**Task instructions**
Rewrite the listing below as a numbered list with no blank lines, and leave the pictures out of your answer.

**Data listing**
═══

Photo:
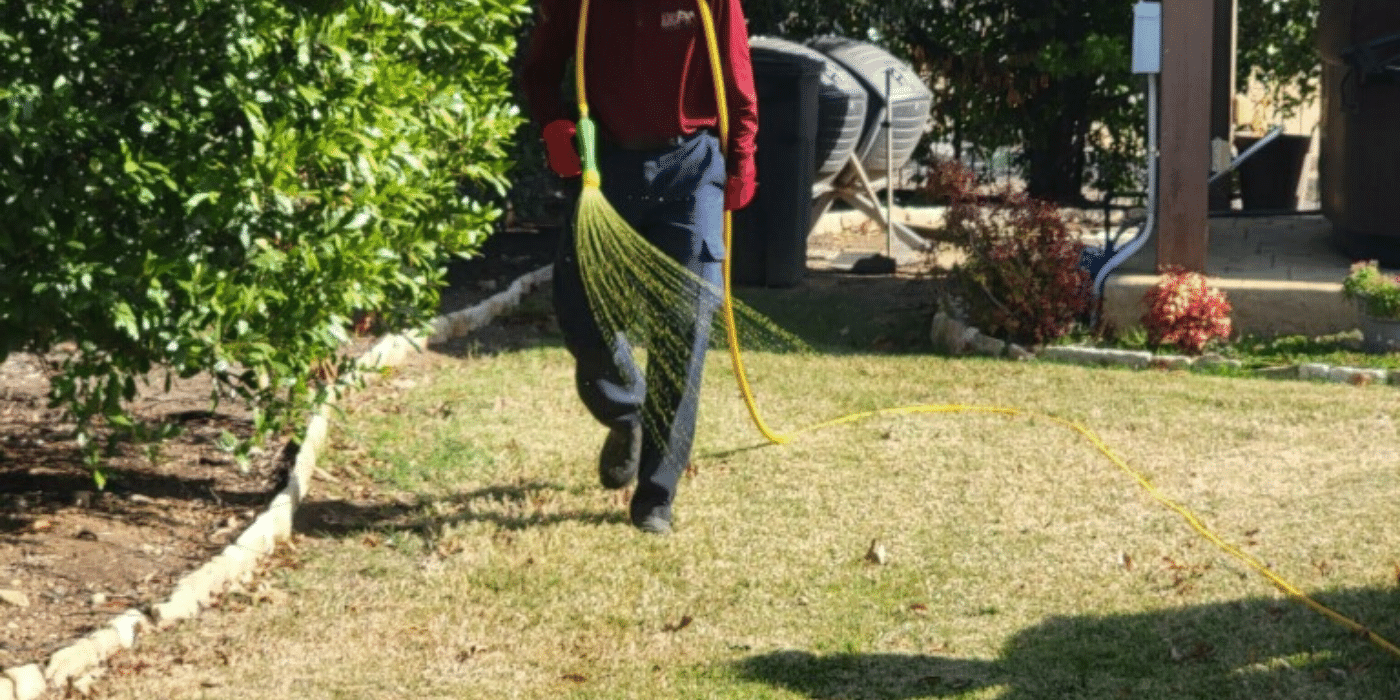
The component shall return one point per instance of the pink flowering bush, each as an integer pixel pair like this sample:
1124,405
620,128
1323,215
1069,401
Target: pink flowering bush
1185,312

═══

**Answer to this problem**
1. Photo:
2. The component shall return one point per instance of the pink flowering bush, each as an integer pixel pair like this sample:
3. 1124,405
4. 620,128
5. 1323,215
6. 1069,401
7. Target: pink flowering bush
8. 1185,312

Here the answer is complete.